■ **Exercise brief**:
Find the line containing "Labeling fields. Category: rooftop." in the entries below. Reproduce that line and each one after it to the end, exactly, with no other lines.

(Region pointing data)
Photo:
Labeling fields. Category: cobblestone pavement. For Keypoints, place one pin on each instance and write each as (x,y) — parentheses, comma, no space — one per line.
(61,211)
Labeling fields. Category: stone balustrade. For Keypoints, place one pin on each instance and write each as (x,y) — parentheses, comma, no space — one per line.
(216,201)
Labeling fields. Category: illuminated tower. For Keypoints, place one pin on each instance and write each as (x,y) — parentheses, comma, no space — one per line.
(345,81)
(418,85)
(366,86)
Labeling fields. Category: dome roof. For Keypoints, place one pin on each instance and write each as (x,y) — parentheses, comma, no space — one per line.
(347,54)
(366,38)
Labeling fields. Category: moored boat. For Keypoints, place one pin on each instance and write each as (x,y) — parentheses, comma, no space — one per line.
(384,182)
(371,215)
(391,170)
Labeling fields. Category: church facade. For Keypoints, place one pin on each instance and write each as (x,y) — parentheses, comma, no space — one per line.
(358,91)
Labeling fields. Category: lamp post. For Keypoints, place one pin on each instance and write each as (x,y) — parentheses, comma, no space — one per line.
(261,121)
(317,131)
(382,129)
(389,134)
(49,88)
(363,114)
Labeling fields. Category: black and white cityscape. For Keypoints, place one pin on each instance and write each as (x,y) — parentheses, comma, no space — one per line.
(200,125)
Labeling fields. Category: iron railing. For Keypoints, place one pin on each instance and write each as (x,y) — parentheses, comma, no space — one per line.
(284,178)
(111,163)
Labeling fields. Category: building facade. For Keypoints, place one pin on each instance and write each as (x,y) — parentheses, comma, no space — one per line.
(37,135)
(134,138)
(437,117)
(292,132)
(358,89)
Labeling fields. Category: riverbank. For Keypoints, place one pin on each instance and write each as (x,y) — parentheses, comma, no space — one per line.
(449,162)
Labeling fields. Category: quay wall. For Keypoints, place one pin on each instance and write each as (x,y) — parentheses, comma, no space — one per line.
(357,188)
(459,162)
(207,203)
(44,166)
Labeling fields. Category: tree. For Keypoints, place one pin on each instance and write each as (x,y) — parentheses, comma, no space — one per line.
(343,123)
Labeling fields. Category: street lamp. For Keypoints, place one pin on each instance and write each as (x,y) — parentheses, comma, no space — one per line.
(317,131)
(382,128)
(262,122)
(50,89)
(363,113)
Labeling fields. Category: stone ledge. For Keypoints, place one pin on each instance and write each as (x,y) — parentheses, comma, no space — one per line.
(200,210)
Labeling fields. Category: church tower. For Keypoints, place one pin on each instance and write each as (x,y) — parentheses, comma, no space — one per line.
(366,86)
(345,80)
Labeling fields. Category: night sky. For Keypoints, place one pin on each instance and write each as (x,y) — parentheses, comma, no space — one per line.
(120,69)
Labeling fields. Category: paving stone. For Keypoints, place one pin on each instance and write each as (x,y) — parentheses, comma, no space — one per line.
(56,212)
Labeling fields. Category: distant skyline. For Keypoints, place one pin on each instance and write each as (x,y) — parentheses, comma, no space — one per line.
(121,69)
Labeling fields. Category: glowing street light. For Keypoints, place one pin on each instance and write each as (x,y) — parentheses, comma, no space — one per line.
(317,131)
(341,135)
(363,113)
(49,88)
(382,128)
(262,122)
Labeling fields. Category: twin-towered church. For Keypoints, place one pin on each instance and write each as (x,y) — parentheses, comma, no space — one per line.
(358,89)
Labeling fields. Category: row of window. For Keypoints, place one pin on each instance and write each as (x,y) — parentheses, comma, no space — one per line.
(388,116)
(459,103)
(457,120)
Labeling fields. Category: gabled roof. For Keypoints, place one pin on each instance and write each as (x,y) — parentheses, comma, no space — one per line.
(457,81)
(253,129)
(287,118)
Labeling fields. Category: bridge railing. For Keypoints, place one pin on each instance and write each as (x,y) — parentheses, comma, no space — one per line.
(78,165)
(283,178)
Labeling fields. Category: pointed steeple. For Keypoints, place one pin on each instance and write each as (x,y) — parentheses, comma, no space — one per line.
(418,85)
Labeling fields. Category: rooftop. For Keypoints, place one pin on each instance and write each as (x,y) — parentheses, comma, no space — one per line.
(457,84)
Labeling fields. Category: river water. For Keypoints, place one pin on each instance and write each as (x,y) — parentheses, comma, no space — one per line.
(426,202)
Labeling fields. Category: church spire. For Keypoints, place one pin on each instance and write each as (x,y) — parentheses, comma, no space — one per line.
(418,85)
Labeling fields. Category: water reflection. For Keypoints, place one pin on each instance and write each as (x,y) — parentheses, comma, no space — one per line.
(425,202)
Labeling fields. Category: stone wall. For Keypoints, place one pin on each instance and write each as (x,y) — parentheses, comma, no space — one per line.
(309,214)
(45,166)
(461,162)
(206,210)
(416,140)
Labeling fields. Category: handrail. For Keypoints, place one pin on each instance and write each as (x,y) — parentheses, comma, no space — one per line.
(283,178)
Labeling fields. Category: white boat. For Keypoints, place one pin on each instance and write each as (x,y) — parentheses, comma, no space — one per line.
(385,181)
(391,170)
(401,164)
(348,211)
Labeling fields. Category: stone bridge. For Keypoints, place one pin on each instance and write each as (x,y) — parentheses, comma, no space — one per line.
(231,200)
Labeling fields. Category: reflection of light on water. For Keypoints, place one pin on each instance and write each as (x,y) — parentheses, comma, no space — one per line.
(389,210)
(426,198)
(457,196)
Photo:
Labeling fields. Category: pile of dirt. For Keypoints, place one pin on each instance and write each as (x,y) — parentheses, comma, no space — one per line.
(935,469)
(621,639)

■ **Result**:
Labeling fields. Category: rooftop. For Keypoints, place one pin on each instance and write each as (x,y) — parentheses, comma, no space — one per line.
(457,84)
Labeling fields. Category: river water. For Keypoints, place one pin on each instance and write each as (x,y) — parentheses, comma, no space — one per line.
(426,202)
Labeling fields. Category: church spire. For Keypoints, place one pin on each instance and write each as (x,y) — parentheses, comma, no space — one per line.
(418,85)
Labeling fields. Category: water reflection. For Keypoints, place one pin on each instance and write each as (x,y) — parentheses, comma, no space — one per line.
(425,202)
Labeling fields. Category: stone wall. For Keypoints, place one pin on each instance and write each as (x,y) — parentheses, comma, no space — one per line.
(309,214)
(45,166)
(461,162)
(206,210)
(416,140)
Labeling fields. Category: handrail. For Keypoints, place one pin on each instance and write each as (x,y) — parentheses, comma, no space — one per line.
(283,178)
Labeling fields. Category: white boat. For Keypoints, place one pin on each instance and write each as (x,y) — parentheses, comma, no space — one per line.
(385,181)
(391,170)
(401,164)
(348,211)
Labeling fields. Category: stone bridge. For Keypoints, place one pin on each instance and write each as (x,y) — parentheses, comma, no space — one per line.
(231,200)
Labeling fields. Category: reflection of light on water. For Keypoints, place one pin on each instance and write each as (x,y) — parentheses, comma, no space — one per line.
(389,210)
(426,198)
(457,196)
Photo:
Labeling fields. Category: pile of dirt. For Keypoints, place one pin on each instance and write each as (x,y) — parentheses, comma, no space — one per line.
(935,469)
(621,639)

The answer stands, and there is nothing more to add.